A Tribe Called Us

Feb 22, 2017 at 11:47 am
laid-off workers

I got a call recently about a memorial wake for a fellow industry worker who had died unexpectedly while working at a city he’d moved to out west. The man who died wasn’t elderly, but he had been feeling poorly in the weeks leading up to his death. He didn’t seek medical help because he didn’t have health insurance.

As many of you know, I’m on the board of APRON, Inc., a local, nonprofit 5013c charity. The mission of APRON is to provide temporary, limited financial relief to professional food and beverage industry workers in the Louisville Metro area who work at locally-owned establishments and are experiencing financial distress due to illness, injury or other issues.

When I got the call, at first I misunderstood and thought the family needed help with funeral expenses (not something we’re normally able to assist with), but I quickly came to realize the family wanted to direct memorial funds toward APRON — even though the deceased had never availed himself of our services. His family had heard about APRON and decided they’d like to help spread the word about our mission in the metro area.

[Dataset entries]

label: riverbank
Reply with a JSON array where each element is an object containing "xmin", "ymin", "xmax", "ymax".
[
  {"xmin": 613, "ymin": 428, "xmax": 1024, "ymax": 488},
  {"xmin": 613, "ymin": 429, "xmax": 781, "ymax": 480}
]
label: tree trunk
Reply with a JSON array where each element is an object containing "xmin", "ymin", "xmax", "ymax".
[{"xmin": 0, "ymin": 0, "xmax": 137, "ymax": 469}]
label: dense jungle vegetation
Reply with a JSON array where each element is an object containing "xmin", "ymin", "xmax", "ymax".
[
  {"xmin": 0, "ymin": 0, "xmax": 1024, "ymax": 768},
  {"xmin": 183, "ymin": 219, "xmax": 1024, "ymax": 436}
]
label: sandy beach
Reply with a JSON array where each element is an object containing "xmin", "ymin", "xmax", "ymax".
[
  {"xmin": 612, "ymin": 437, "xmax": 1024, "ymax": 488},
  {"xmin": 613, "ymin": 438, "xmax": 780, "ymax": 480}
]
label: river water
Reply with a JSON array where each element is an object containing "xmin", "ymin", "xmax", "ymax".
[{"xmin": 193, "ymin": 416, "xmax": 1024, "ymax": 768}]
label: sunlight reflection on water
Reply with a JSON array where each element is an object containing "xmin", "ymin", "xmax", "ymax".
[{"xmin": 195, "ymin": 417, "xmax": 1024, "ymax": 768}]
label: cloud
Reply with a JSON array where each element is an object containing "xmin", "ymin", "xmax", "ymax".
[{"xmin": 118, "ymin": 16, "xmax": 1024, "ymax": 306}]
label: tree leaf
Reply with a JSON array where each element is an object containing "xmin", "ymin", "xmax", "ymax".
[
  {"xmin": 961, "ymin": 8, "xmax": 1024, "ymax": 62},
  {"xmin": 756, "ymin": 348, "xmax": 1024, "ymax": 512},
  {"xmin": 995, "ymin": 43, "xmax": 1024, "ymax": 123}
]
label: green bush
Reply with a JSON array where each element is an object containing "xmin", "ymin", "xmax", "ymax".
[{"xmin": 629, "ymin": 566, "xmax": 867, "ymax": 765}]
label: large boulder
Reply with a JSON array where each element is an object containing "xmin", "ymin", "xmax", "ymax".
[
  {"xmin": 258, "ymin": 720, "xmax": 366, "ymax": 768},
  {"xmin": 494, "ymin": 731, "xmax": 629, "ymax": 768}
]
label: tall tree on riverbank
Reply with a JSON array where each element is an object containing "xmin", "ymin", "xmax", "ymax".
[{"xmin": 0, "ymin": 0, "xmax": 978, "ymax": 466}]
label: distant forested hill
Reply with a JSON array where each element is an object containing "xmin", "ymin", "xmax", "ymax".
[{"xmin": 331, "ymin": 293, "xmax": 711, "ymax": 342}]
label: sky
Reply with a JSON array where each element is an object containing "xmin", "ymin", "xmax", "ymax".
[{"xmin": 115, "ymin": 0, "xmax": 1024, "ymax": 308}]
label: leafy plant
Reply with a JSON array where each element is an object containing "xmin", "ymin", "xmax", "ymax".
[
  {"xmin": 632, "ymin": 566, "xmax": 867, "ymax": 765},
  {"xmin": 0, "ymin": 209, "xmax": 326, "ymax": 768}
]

▶ **Required work**
Reproduce the passage of the APRON post above between "A Tribe Called" and "have health insurance.", inclusive.

▶ **Response**
A Tribe Called Us

Feb 22, 2017 at 11:47 am
laid-off workers

I got a call recently about a memorial wake for a fellow industry worker who had died unexpectedly while working at a city he’d moved to out west. The man who died wasn’t elderly, but he had been feeling poorly in the weeks leading up to his death. He didn’t seek medical help because he didn’t have health insurance.